● **Exercise brief**
Starting at the line that contains "[mark] the curved" and ending with the last of the records, copy every line, including the requests, and raise each point coordinate in the answers by 56.

[BEGIN Data shown]

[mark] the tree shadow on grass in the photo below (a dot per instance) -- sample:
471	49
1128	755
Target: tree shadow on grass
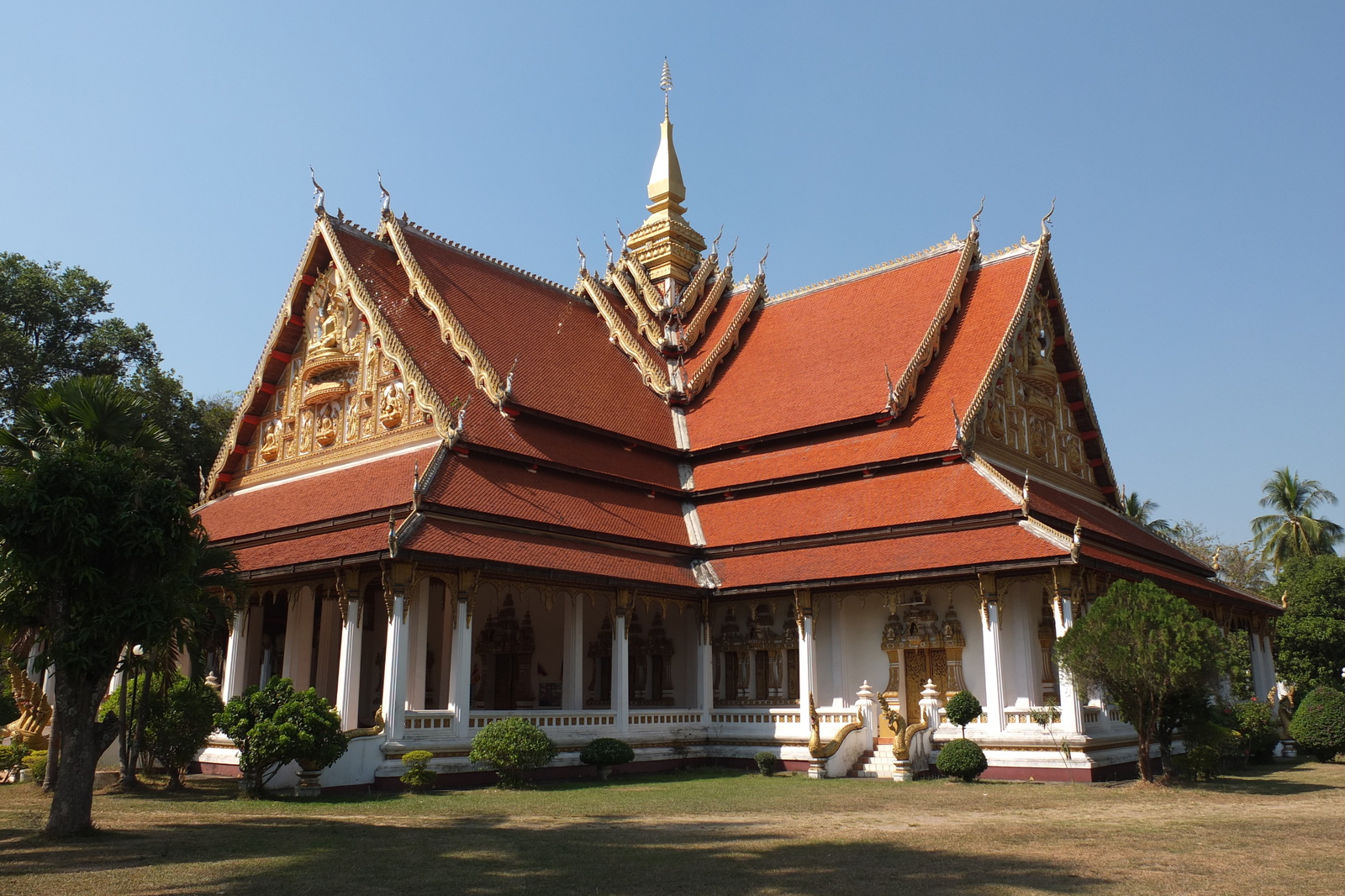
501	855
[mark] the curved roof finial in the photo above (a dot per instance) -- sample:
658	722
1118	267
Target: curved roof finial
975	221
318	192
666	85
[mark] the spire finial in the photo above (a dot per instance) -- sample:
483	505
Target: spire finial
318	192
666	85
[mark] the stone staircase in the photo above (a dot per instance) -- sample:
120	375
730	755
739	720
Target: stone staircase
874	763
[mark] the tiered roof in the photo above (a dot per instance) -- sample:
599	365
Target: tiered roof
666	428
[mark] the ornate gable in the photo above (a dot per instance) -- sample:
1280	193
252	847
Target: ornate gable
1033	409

[END Data shown]

● **Correct response**
[mark] the curved roof finial in the photo above (a dot per instance) -- sample:
658	722
1118	267
Target: curved roof finial
1031	277
374	248
722	141
[mark] the spire finial in the photo above (a dot per instance) -- sample:
483	505
Target: spire finial
374	248
722	141
[mark] the stone staircase in the photo above (a dot per instance) -- sample:
120	375
730	755
739	720
Target: stone staircase
930	819
[mark] the tiered roof in the photo above (a dot per instance) -- sample:
599	365
Target: tiered roof
722	484
[mark] the ornate gable in the photo above (a dot per instance) -- sample:
1280	193
252	847
Target: ornate gable
1089	465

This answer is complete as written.